=== Section Start ===
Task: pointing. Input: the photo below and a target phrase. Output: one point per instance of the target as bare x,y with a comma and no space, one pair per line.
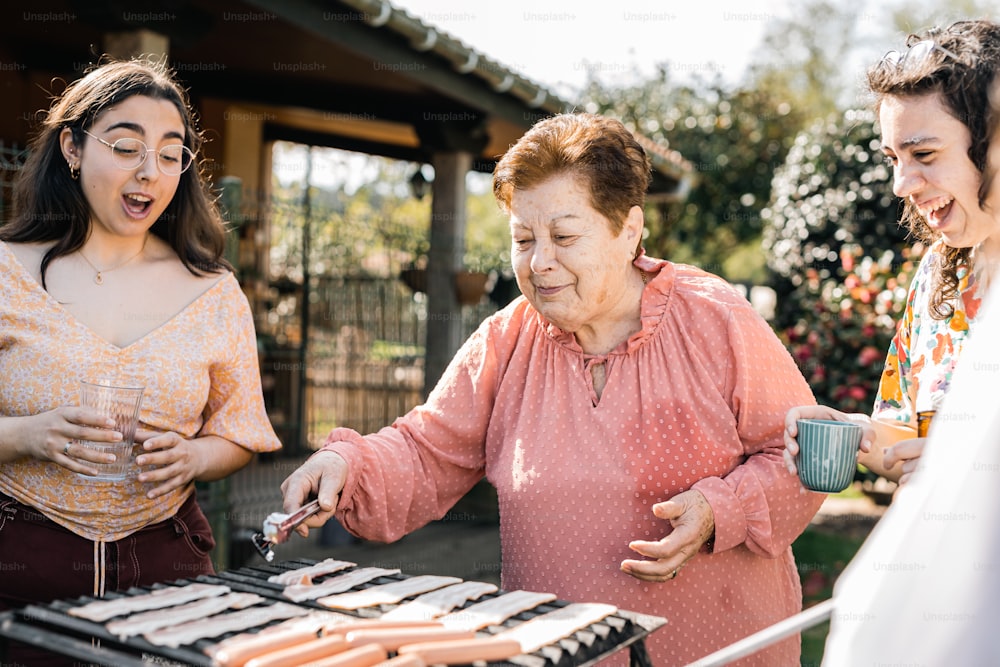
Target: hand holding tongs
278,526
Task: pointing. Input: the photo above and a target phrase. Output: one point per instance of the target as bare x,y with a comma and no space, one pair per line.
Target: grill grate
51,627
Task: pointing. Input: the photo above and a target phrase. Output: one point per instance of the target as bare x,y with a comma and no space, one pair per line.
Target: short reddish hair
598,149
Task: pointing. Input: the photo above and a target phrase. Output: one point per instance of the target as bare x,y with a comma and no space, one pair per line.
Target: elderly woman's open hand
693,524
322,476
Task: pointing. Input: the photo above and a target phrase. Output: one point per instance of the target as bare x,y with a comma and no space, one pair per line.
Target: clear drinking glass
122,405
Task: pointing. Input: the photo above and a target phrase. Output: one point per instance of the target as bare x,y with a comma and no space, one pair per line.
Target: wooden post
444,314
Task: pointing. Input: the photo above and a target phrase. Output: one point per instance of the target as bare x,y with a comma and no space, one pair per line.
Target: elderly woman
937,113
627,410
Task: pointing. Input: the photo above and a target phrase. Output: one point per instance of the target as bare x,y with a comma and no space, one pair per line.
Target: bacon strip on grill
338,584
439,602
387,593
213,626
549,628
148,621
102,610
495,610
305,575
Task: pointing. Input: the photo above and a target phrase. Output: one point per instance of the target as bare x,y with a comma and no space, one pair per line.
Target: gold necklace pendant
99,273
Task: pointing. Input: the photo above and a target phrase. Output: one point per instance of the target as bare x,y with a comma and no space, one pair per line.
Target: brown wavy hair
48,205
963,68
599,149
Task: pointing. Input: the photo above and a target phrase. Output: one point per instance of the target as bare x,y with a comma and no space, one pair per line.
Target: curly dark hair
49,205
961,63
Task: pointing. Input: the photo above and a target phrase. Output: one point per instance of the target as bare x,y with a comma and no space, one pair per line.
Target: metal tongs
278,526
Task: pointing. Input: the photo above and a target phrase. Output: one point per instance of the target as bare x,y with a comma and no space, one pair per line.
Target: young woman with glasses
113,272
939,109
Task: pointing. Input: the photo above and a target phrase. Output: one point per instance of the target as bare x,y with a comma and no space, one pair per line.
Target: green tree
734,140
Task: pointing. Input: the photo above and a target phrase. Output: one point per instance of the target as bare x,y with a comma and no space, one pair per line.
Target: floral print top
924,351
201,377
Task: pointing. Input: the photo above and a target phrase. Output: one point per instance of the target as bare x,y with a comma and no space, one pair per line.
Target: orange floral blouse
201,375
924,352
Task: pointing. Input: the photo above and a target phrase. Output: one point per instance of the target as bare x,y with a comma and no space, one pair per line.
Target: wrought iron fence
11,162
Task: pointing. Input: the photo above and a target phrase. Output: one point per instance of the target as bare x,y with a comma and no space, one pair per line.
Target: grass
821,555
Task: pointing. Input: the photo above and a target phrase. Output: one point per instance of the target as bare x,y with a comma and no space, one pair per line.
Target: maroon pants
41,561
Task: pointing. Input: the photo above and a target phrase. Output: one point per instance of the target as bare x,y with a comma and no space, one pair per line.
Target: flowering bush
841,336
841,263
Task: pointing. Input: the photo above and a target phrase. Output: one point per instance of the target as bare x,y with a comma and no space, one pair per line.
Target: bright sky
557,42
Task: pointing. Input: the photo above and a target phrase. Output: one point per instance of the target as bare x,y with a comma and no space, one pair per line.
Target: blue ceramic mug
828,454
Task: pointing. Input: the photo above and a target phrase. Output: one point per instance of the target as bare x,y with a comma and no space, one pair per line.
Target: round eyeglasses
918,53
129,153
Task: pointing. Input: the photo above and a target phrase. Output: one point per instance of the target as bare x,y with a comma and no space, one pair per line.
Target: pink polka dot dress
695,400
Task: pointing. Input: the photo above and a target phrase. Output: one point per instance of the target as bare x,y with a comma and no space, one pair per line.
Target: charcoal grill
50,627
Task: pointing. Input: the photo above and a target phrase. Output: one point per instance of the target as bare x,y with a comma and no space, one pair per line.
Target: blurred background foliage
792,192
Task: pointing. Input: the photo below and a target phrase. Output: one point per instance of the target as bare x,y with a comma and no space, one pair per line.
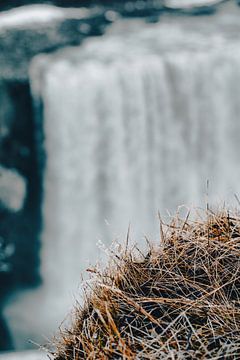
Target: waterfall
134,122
=== Section End ===
* What you are asked to do: Output all of the data above exactly; no pictures should appear.

* Solution below:
Task: pointing. Input: the photo below and a target phrase. Output: one point per instance of the target as bare x,y with a comma and no space, one pair per line.
Target: hand holding tongs
278,526
Task: pointing. Input: the photo above and a target phrase. Output: one point per instance of the target as bare x,y with a comma and no space, one pair per line.
Target: grill grate
51,627
Task: pointing. Input: the photo above and a target phrase. Output: one point per instance of the target as bare x,y with a comma and no space, one pair per line.
Target: short reddish hair
598,149
Task: pointing. Input: the photo above and a target phrase. Output: one point per instance of the target as bare x,y with a comma and no space, one pair per line.
Target: elderly woman's open hand
693,524
322,476
Task: pointing. Input: the photo above and a target phrase. Output: one point per instance of the target as bare x,y with a comma and no space, one pair per line.
Target: clear drinking glass
122,405
Task: pointing. Input: the photo above and a target phrase. Output: one point per instance of the target as bare x,y with a comma and no space, one pair per line.
Target: wooden post
444,314
Task: pointing. Input: the photo above and a target phrase. Output: one point per instance of the target as bare x,y with a comma and no space, one pair per line.
Target: elderly woman
937,113
627,410
Task: pointing. Input: the photo above and a target phrase. Output: one point per instance of the target as bare x,y with a comma and no space, one pair per line.
Target: bacon strip on grill
338,584
439,602
387,593
213,626
549,628
148,621
102,610
495,610
305,575
Task: pointing. Input: the photo above and a target phrase. Output: one point per instance of the target as bare x,y with a comma and no space, one pair per line.
Target: gold necklace pendant
99,273
Task: pointing. Input: the photo above and a target phrase. Output: one point per instance of the target as bare x,y with a comma and no space, one pair per line.
Target: brown wavy hair
48,205
963,68
599,149
Task: pointing. Input: the photo above and a target phrase. Output: one point per instance of the target as bare x,y with a comma and no space, one pair per line.
Target: curly dark hair
49,205
961,63
Task: pointing. Input: the photo above and a target phrase. Output: one point per instance of the target as bare x,y with a comma and no space, one pair per line.
Target: metal tongs
278,526
Task: pointing. Input: the photo above and a target phrase. Output: one point per instance of the target as bare x,y with a comma and no space, one pair per line.
Target: young woman with glasses
113,272
939,109
Task: pointing. Input: the photo above and a target phrase. Output: one point per instance of the target as bare x,y with a comma and no space, one pair per line.
Target: green tree
734,140
Task: pointing. Input: the photo above and a target phrase. Output: one point per instance of the target as bare x,y with a comma and no space, one pair per line.
Target: floral print top
924,351
201,377
Task: pointing. Input: the photo above and a target phrase. Output: one point per instance of the target as bare x,y with a comma and no space, one pair per line.
Target: orange floral blouse
201,375
924,352
Task: pointing. Input: the photo above and a target phrase. Output: one point per instance of the target as bare x,y with a comma and no space, one pair per line.
Target: wrought iron fence
11,162
Task: pointing. Input: the photo above and a target phrase. Output: one point per instance of the target as bare x,y with a comma and no space, one pair per line.
Target: grass
821,555
Task: pointing. Input: the photo above and a target phrase. Output: one point per instance of the target as bare x,y with a comma and no space, one pair per line.
Target: maroon pants
41,561
Task: pointing. Input: the photo above and a target phrase. Output: one point per instance of the target as bare x,y with a comma and no space, one pair per line.
Target: flowering bush
841,336
841,263
Task: pointing. Input: the photo above and a target phrase. Output: one point per instance of the target as bare x,y with a comma and no space, one pair per line.
Target: bright sky
557,42
Task: pointing. Input: the photo above and a target phrase. Output: one point per instance of the target as bare x,y with a comma and no space, one pair per line.
Target: blue ceramic mug
828,454
Task: pointing. Input: the photo above and a target phrase. Output: one point per instance of the target as bare x,y with a comma and no space, one pair per line.
Target: round eyeglasses
918,53
129,153
Task: pointing. Input: the photo above and a target phrase. Output: one point per instance of the target as bare x,y with a comma and no space, one pair per line.
Target: pink polka dot dress
695,400
Task: pointing. Input: the photo above and a target phrase. Output: one point per instance of the target as bare x,y with a comma and no space, one pair per line.
Target: charcoal grill
50,627
Task: pointing. Input: the photo above and a target phrase. Output: one point per instance of the target as bare x,y with a comma and no space, one pair per line.
Target: blurred background foliage
792,192
Task: pointing. Input: the photo below and a target phrase. Output: one point per instance of the target as bare x,y with a comma and no space, one pair per line.
Target: waterfall
134,122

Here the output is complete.